§ **Point labeling examples**
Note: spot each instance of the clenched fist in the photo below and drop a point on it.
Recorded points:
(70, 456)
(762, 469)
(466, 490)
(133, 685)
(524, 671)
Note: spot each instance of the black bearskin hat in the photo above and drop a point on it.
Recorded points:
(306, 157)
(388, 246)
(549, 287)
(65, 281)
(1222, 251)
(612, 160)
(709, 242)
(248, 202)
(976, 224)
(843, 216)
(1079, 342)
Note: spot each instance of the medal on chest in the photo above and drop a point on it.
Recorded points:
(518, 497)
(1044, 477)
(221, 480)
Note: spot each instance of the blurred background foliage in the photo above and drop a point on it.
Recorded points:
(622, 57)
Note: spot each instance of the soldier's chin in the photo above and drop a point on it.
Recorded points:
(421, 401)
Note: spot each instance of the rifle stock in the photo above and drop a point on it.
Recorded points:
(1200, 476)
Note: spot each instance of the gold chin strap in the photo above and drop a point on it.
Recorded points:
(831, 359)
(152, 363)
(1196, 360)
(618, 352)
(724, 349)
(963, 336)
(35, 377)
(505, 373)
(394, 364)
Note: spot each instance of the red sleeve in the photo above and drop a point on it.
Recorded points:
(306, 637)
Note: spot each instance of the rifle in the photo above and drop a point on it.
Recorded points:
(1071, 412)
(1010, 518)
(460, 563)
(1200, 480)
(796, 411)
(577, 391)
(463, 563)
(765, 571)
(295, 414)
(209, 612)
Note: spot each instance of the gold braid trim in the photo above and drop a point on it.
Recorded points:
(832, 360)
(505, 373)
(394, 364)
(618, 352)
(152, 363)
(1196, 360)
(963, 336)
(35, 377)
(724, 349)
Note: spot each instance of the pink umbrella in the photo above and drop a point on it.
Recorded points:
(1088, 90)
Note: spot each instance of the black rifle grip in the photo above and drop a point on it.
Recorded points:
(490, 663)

§ **Exercise**
Write out the whole listing exactly.

§ **Task solution**
Note: spot each instance of the clenched fist in the photo below and drop a point on it.
Recorded points:
(70, 456)
(762, 469)
(466, 490)
(133, 685)
(524, 671)
Note: spot each instance of the black bearskin hat in the photo above and drop a point on it.
Recorded points:
(306, 157)
(388, 246)
(549, 287)
(65, 281)
(1222, 251)
(612, 160)
(709, 242)
(248, 202)
(976, 224)
(843, 216)
(1079, 342)
Note: spot each instance of the medal on chest in the photo above and drop a point on it.
Recorded points:
(518, 497)
(1044, 477)
(221, 480)
Note: spot each instance of the blurred background foliage in the photo above and drop a point on it.
Recorded points:
(622, 57)
Note: spot each instance of the soldier's chin in the photo above and drop a point on it.
Recorded points:
(421, 401)
Note: spot each instance of the rifle stock in the photo above and drop a point on it.
Recorded points:
(1200, 476)
Note: spot each instance of the gold chin strap in the photo above and drop a point on it.
Recorded points:
(831, 359)
(152, 363)
(1196, 360)
(618, 352)
(724, 349)
(963, 336)
(35, 377)
(505, 373)
(394, 364)
Note: spot each instance of the red sleeve in the photo above and drop a point on it.
Recorded points:
(306, 637)
Note: spot each instance of the rifle in the photo above and drop a point on it.
Recorded points:
(1071, 412)
(1010, 518)
(460, 563)
(1200, 480)
(796, 411)
(577, 391)
(463, 563)
(765, 571)
(295, 414)
(209, 612)
Note: spot each instance of the gold braid trim in the photo above and drop a point on it.
Recorded points:
(832, 360)
(505, 373)
(394, 364)
(618, 352)
(152, 363)
(1196, 360)
(963, 336)
(35, 377)
(724, 349)
Note: spot each instance of the pink umbrella in the photo above and drop a point on it.
Recorded points:
(1088, 90)
Note: spot each instance of the black rifle grip in the photo above and drop a point on it.
Recorded points:
(490, 663)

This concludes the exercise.